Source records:
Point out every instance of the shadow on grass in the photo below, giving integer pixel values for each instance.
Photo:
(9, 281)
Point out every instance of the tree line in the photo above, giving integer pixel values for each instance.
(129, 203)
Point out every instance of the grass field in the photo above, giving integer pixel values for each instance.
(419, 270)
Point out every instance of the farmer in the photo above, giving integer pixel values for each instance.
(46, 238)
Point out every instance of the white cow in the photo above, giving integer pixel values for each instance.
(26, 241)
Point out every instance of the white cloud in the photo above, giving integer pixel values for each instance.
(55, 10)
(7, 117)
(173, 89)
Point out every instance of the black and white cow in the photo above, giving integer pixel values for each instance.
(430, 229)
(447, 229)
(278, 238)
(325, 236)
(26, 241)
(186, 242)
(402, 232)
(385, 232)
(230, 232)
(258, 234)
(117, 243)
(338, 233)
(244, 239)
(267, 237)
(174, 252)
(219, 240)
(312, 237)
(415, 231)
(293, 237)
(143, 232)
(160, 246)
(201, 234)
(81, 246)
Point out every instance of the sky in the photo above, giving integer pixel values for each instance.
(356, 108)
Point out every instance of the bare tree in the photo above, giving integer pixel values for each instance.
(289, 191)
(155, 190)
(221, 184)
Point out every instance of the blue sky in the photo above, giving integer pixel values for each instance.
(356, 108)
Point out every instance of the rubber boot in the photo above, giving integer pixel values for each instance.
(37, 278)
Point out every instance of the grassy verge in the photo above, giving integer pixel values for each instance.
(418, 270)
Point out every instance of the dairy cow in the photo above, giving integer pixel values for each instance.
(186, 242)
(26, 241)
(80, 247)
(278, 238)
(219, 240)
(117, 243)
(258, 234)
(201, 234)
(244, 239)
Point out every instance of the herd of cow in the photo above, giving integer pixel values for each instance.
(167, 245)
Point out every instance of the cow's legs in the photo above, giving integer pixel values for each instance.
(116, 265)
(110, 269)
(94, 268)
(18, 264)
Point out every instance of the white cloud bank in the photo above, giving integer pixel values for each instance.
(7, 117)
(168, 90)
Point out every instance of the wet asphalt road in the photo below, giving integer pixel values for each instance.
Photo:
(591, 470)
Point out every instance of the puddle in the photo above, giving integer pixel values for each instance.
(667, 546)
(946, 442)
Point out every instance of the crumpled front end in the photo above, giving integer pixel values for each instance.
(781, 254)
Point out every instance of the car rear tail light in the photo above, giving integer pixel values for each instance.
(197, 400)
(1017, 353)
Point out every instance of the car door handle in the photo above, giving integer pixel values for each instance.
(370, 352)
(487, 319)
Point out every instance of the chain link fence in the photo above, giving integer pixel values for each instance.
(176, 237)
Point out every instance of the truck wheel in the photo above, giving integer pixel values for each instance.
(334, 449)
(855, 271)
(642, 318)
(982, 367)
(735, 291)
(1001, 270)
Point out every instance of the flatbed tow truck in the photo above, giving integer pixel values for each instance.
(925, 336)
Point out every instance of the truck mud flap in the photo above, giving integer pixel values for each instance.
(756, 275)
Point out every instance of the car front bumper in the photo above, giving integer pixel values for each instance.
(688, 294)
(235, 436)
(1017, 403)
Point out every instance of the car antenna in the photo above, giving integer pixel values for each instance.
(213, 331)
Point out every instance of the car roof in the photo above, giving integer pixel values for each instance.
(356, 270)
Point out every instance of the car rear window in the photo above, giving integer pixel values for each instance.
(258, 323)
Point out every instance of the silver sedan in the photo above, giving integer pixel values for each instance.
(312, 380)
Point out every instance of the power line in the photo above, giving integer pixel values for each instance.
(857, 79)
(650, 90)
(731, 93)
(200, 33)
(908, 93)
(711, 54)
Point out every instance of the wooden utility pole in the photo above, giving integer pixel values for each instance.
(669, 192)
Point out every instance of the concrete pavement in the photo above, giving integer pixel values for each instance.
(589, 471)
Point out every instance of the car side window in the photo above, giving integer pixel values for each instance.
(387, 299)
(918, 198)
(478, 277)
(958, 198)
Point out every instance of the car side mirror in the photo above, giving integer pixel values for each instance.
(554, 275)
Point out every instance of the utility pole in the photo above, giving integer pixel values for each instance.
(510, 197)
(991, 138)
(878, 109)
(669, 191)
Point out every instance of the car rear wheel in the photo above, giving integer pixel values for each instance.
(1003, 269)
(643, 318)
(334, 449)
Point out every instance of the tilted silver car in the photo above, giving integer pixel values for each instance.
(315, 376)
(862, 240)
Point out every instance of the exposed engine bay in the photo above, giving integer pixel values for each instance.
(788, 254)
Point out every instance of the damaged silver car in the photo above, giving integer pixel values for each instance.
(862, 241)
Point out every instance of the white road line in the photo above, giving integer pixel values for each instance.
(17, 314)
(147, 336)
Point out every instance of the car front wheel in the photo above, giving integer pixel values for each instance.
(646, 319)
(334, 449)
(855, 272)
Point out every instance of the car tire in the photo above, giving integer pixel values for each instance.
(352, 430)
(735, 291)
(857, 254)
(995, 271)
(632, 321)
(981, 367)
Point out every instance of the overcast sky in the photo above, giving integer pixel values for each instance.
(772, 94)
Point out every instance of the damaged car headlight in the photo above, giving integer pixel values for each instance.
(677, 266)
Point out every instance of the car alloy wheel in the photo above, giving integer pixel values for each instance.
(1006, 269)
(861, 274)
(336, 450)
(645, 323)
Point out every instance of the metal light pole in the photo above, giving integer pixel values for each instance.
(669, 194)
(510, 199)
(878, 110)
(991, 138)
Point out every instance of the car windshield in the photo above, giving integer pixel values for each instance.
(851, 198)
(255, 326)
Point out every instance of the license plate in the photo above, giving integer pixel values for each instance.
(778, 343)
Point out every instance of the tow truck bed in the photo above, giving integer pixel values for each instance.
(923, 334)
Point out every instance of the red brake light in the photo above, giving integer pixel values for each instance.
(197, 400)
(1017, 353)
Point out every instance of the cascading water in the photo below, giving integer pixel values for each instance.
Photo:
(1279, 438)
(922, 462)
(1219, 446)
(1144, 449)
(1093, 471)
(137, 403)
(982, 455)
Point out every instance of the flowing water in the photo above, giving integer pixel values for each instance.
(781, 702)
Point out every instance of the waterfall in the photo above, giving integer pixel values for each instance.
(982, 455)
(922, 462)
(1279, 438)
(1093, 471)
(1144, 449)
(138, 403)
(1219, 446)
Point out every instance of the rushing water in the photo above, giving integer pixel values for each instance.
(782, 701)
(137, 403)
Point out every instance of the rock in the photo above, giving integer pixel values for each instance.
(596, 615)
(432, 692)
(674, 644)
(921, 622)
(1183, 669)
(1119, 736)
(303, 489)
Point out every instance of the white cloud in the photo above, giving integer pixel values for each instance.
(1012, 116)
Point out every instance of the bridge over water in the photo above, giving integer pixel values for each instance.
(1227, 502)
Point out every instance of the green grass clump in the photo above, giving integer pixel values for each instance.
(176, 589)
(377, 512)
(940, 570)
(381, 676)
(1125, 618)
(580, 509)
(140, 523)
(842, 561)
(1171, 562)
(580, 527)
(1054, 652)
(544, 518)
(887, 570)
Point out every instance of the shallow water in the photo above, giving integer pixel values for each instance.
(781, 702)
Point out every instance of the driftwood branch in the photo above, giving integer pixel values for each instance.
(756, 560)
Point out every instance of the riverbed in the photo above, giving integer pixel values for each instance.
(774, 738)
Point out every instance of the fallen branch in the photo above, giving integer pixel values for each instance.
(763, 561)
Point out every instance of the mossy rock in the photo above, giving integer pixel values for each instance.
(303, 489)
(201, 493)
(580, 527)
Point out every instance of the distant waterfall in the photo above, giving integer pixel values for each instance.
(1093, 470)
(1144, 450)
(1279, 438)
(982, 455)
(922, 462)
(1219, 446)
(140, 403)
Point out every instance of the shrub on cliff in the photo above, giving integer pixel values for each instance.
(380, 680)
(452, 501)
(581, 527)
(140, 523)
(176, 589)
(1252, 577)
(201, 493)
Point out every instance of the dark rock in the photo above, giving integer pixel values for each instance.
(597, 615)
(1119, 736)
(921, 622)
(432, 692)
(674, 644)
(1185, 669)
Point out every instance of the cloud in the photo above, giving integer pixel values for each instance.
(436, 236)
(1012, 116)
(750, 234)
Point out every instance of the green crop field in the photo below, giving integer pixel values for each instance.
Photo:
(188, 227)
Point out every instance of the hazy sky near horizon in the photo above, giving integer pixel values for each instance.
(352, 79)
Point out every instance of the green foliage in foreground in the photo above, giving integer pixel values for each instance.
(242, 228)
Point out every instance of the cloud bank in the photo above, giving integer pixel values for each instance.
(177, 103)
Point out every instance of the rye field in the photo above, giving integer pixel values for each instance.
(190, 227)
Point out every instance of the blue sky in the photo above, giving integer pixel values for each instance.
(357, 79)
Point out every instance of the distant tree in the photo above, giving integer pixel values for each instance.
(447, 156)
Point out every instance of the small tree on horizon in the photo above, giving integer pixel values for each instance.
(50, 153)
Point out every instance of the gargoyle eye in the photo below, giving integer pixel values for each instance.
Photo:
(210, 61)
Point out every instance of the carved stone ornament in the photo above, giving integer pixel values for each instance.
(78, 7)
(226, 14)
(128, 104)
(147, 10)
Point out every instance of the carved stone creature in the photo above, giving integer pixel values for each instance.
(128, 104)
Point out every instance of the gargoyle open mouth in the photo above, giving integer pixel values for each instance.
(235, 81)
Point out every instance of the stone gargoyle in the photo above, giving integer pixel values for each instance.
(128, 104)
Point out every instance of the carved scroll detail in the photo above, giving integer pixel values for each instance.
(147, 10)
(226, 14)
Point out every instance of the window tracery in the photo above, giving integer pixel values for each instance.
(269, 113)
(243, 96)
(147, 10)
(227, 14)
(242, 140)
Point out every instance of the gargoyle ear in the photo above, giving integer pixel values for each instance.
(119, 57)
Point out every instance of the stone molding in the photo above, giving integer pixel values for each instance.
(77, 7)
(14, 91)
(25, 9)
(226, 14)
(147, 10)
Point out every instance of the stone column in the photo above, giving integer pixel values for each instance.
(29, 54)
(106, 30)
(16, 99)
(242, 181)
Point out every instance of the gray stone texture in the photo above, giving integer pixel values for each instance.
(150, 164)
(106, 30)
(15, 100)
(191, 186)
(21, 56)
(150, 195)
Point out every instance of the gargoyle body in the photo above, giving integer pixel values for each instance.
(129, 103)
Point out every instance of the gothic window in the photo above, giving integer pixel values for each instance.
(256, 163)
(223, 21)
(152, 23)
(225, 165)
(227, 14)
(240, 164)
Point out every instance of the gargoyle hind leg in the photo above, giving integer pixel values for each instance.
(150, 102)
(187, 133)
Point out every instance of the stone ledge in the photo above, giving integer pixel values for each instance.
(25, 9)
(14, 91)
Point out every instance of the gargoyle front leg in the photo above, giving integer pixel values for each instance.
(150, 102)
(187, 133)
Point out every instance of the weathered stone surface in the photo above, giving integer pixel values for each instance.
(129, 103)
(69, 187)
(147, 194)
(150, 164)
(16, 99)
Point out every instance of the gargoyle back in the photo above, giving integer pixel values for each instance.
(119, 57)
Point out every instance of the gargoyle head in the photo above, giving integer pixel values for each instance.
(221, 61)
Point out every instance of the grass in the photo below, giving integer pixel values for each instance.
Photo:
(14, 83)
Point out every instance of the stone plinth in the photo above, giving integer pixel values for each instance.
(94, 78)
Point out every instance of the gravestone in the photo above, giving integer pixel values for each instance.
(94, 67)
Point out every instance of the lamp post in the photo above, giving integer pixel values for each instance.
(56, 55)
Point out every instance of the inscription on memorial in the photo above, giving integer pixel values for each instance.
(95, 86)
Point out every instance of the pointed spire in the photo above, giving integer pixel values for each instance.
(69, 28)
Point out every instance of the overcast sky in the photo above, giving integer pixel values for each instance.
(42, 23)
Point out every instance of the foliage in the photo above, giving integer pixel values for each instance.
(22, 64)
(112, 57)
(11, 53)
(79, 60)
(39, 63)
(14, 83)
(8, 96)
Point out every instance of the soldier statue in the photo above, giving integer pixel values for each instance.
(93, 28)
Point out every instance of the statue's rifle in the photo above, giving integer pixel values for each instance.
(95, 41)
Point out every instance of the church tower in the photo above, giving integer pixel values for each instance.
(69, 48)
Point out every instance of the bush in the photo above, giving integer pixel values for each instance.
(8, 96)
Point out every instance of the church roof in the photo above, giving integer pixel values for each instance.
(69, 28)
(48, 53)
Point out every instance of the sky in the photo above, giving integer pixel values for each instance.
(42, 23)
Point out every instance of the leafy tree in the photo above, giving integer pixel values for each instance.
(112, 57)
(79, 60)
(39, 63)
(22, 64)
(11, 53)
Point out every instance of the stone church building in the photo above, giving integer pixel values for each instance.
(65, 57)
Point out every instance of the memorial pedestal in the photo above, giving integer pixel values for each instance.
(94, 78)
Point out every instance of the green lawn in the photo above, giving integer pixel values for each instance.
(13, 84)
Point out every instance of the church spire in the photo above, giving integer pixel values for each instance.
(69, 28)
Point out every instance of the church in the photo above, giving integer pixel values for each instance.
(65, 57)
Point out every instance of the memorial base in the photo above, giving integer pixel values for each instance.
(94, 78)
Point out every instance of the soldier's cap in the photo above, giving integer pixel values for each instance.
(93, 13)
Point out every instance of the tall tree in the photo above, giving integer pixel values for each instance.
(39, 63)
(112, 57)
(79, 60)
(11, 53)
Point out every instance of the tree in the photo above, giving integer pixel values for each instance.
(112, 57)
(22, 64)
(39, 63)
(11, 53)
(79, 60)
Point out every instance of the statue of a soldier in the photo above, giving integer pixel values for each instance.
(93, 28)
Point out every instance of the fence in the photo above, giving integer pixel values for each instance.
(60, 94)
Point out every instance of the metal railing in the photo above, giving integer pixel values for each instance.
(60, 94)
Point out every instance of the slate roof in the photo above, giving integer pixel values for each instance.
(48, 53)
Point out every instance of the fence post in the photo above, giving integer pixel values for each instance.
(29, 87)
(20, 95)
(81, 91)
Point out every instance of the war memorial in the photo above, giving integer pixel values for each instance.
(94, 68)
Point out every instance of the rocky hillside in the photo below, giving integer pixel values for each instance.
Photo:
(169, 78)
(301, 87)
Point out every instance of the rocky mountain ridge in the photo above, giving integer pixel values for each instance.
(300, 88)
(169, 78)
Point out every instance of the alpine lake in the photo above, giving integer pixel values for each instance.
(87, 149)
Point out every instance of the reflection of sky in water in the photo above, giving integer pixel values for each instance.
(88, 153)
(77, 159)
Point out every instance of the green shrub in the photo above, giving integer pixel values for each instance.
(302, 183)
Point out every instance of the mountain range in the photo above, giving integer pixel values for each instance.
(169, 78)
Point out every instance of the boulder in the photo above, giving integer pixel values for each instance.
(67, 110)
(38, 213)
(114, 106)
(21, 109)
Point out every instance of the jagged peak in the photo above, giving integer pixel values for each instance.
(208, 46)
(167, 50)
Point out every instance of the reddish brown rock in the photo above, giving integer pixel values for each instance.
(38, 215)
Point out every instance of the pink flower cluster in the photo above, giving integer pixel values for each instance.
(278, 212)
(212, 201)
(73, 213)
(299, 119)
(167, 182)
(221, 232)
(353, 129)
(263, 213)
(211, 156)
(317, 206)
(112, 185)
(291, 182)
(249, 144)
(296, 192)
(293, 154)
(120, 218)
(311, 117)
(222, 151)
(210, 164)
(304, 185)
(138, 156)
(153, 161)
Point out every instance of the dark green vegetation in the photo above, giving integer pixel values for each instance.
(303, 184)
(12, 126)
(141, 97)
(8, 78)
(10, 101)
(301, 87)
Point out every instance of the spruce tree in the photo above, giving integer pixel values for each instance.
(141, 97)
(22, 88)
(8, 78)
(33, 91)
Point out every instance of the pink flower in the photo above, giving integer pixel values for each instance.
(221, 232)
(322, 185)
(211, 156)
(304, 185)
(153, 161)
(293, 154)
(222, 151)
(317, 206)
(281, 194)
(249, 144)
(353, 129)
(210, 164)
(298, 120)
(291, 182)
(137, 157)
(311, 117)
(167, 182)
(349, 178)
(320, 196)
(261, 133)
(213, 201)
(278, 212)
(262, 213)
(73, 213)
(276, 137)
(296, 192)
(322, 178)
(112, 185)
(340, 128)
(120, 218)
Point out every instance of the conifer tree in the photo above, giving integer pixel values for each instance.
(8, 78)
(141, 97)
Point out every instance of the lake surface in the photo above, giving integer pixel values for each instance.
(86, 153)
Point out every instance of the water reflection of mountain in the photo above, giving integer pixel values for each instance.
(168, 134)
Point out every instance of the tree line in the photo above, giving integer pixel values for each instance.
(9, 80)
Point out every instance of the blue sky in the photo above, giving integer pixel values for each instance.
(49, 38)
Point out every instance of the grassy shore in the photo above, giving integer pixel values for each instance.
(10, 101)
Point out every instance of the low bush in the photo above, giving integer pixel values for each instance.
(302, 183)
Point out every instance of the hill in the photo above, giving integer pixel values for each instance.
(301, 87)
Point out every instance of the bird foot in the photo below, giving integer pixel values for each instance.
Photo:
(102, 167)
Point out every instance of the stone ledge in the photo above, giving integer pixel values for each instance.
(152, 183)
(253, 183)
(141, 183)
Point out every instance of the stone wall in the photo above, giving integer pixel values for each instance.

Required work:
Tally every line above that has the word "below", and report the total with no other words.

Written answer:
8